Written request:
Filter the lines below, keeping each one that contains the string "radar". Matching is case-sensitive.

++++++

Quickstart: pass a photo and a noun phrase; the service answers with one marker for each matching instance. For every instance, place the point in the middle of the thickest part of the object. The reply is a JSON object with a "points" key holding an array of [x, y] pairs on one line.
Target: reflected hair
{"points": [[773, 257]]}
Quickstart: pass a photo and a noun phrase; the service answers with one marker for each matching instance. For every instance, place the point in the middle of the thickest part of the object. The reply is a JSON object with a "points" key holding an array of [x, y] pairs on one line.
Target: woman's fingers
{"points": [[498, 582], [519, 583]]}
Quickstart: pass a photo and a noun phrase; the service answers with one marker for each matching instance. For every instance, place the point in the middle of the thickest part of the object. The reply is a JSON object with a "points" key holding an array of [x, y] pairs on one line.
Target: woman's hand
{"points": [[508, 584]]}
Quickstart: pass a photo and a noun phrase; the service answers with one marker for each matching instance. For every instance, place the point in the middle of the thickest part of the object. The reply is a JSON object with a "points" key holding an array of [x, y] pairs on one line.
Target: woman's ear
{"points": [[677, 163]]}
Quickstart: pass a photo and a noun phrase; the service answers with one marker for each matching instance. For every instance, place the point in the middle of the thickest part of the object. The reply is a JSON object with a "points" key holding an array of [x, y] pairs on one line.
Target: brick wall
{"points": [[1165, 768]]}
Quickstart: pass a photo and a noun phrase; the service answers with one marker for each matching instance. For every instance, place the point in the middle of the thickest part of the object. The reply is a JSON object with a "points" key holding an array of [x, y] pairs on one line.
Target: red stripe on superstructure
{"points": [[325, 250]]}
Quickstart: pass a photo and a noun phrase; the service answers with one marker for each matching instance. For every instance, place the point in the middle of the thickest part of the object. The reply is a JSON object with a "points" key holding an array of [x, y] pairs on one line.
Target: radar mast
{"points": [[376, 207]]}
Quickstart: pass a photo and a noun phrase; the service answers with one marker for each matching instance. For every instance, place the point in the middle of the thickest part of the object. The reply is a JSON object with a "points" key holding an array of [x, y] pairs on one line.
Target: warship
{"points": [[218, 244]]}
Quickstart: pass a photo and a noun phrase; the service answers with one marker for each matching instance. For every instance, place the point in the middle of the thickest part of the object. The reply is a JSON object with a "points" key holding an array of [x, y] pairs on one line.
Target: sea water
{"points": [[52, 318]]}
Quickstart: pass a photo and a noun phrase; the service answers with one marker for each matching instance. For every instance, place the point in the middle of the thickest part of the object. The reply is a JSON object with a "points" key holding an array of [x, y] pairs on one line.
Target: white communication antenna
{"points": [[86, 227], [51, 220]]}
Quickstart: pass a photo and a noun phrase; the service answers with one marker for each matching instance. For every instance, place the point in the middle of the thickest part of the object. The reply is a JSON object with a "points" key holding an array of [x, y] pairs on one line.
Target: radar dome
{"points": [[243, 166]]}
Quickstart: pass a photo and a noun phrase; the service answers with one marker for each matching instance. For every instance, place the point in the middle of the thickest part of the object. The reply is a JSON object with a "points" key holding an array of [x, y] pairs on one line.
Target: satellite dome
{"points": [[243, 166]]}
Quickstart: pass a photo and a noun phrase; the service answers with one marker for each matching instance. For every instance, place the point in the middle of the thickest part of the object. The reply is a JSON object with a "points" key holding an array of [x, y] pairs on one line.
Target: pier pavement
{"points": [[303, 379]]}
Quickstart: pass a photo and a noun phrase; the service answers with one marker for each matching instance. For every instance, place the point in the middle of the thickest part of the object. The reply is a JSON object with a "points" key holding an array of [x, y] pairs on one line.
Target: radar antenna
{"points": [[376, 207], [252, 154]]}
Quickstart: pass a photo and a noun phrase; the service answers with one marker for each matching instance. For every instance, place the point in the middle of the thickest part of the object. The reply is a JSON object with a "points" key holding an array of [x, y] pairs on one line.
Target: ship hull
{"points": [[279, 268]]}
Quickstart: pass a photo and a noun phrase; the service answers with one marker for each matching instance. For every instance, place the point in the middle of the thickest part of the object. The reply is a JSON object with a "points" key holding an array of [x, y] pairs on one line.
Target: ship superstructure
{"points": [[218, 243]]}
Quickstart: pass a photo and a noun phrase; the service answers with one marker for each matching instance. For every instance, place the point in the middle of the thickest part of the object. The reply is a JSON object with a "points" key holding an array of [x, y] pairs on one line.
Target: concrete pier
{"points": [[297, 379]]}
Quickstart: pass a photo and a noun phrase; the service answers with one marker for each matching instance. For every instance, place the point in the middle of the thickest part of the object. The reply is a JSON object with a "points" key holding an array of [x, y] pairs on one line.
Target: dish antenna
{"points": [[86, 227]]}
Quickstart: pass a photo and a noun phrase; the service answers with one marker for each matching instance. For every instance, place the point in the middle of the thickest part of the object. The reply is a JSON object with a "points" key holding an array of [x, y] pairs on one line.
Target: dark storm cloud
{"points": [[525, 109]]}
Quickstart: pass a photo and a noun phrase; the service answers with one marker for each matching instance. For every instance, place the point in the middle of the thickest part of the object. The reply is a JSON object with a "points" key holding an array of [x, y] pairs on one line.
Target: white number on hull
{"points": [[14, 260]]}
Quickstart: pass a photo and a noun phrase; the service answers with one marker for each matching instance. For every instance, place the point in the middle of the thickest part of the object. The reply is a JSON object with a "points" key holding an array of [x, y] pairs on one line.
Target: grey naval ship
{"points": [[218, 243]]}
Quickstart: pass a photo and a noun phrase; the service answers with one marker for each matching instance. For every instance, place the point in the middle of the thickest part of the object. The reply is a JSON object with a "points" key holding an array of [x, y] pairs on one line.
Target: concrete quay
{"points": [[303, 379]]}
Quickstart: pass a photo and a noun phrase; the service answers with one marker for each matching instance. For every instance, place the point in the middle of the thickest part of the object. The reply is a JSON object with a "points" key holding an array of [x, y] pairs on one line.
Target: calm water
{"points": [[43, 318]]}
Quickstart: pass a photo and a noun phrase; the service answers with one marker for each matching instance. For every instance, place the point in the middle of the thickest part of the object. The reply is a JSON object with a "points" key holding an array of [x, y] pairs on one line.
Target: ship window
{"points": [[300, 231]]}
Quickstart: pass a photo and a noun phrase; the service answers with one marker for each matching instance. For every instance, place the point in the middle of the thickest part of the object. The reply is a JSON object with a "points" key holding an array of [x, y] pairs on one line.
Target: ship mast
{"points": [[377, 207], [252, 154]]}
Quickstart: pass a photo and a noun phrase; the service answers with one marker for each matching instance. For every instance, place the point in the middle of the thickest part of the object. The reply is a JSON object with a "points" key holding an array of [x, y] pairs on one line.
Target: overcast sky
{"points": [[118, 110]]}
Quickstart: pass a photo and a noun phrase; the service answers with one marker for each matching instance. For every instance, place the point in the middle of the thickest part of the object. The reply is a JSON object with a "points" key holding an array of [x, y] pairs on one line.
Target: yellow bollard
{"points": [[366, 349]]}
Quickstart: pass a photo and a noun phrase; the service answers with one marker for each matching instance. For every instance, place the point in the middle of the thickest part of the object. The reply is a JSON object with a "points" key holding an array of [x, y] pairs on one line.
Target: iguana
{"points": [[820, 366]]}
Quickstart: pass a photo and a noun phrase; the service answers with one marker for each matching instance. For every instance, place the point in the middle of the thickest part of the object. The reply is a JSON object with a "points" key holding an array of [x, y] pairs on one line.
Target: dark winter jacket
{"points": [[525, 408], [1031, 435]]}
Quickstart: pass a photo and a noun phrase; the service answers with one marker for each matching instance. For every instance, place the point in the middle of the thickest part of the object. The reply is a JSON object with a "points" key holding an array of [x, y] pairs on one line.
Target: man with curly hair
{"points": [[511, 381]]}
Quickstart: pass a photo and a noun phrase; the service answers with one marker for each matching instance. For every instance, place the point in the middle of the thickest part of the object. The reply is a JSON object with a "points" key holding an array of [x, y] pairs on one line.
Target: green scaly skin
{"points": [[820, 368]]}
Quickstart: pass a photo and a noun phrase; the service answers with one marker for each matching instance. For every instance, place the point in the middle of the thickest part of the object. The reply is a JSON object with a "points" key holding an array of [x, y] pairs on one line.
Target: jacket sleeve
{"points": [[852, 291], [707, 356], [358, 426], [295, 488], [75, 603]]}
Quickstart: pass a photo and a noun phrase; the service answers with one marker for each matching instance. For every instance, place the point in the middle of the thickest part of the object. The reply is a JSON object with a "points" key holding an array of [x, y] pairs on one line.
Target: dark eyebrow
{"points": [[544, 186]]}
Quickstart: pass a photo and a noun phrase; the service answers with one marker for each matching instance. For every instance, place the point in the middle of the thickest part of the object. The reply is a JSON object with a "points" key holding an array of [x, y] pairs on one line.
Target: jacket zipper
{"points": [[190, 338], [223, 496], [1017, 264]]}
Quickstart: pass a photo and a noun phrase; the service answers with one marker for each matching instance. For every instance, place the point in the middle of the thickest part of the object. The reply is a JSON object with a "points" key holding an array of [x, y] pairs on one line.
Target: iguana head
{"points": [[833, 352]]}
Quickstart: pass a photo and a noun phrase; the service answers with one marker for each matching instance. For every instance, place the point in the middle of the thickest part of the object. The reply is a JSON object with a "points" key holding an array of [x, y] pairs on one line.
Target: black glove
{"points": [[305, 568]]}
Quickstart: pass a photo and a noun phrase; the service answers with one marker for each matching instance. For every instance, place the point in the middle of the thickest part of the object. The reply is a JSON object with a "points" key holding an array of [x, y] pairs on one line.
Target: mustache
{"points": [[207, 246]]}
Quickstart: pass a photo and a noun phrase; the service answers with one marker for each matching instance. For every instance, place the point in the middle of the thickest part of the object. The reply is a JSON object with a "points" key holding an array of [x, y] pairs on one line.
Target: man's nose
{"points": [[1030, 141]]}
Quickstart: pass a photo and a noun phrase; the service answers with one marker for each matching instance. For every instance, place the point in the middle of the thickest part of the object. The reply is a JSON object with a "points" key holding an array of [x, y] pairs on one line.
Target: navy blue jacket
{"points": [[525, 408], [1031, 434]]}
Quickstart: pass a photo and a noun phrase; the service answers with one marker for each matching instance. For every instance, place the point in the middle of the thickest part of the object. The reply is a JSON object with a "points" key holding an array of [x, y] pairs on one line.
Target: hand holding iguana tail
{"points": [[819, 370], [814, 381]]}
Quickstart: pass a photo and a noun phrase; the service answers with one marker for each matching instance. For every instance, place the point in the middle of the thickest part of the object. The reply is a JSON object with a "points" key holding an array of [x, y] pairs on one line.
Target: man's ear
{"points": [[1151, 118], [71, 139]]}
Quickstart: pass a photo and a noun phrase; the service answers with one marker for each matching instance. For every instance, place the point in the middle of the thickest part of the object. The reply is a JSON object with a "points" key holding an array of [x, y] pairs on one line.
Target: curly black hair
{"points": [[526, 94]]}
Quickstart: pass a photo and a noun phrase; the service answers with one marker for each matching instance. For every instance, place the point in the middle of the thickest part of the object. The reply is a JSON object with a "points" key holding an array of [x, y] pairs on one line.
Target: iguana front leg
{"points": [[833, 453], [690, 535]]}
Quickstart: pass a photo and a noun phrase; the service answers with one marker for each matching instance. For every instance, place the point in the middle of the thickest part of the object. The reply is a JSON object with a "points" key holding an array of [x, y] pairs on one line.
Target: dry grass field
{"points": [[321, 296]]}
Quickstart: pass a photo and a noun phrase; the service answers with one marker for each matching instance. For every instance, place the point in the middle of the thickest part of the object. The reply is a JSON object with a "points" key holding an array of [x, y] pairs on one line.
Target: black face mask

++++++

Task result:
Target: radar mast
Target: radar dome
Target: radar antenna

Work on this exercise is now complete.